#### [TASK DETAILS]
Rewrite the records below, replacing each "inspects" with "examines" and keeping everything else as it is.
-----
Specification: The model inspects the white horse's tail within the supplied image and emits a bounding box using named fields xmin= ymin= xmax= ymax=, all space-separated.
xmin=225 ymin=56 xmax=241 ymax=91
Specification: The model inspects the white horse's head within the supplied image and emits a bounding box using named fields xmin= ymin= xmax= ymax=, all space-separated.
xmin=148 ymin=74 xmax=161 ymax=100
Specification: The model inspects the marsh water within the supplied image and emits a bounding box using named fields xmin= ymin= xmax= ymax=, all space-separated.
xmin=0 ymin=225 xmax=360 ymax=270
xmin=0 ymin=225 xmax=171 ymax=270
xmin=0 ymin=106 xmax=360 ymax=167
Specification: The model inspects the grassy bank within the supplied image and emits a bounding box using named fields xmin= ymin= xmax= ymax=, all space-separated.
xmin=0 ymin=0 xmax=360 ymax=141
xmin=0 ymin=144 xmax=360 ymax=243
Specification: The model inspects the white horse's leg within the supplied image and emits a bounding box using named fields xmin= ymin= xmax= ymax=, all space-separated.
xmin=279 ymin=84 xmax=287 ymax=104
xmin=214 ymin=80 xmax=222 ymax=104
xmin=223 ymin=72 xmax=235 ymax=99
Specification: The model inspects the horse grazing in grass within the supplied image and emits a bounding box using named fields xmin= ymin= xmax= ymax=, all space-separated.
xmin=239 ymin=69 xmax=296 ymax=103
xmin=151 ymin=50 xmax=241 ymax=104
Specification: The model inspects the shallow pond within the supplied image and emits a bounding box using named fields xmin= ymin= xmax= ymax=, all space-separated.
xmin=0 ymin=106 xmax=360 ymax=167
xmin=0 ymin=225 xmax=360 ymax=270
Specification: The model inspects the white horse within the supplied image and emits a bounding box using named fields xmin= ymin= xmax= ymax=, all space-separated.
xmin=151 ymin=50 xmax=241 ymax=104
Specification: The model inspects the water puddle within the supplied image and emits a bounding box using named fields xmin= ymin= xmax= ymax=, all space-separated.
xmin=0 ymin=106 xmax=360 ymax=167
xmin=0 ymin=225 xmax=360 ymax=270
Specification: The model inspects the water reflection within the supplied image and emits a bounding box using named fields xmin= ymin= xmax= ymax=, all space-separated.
-----
#### [FULL RESPONSE]
Specification: The model examines the white horse's tail within the supplied image and emits a bounding box using named fields xmin= ymin= xmax= ymax=, all space-separated.
xmin=225 ymin=56 xmax=241 ymax=91
Specification: The model examines the white horse's head within the supplied image and emits a bounding box using named fields xmin= ymin= xmax= ymax=, all space-separated.
xmin=148 ymin=74 xmax=161 ymax=100
Specification: The model examines the marsh water within the supplied image and emits a bounding box using named fields xmin= ymin= xmax= ymax=, all space-separated.
xmin=0 ymin=225 xmax=360 ymax=270
xmin=0 ymin=225 xmax=171 ymax=270
xmin=0 ymin=106 xmax=360 ymax=167
Specification: The model examines the grassy bank within the supplied image and emits a bounding box using named fields xmin= ymin= xmax= ymax=, all space-separated.
xmin=0 ymin=0 xmax=360 ymax=141
xmin=0 ymin=144 xmax=360 ymax=243
Specification: The model examines the white horse's leg within the supplied image and emits a bounding box using named fields xmin= ymin= xmax= ymax=, all space-separated.
xmin=279 ymin=84 xmax=287 ymax=104
xmin=214 ymin=80 xmax=222 ymax=104
xmin=223 ymin=72 xmax=235 ymax=99
Specification: The model examines the horse grazing in grass within the supplied image and emits a bounding box using named fields xmin= ymin= xmax= ymax=, all space-separated.
xmin=239 ymin=69 xmax=296 ymax=103
xmin=151 ymin=50 xmax=241 ymax=104
Specification: The model examines the shallow pond within the supplied image and emits a bounding box using named fields xmin= ymin= xmax= ymax=, all space-separated.
xmin=0 ymin=106 xmax=360 ymax=167
xmin=0 ymin=225 xmax=360 ymax=270
Specification: The model examines the white horse within the supplied image and emits a bounding box using named fields xmin= ymin= xmax= ymax=, all space-separated.
xmin=151 ymin=50 xmax=241 ymax=104
Specification: The model examines the water puddle within the supplied image and emits a bounding box using named fields xmin= ymin= xmax= ymax=, all space-separated.
xmin=0 ymin=106 xmax=360 ymax=167
xmin=0 ymin=225 xmax=360 ymax=270
Specification: The model examines the water reflection within the supplied image and emits a bounding box using named fields xmin= ymin= xmax= ymax=, all space-separated.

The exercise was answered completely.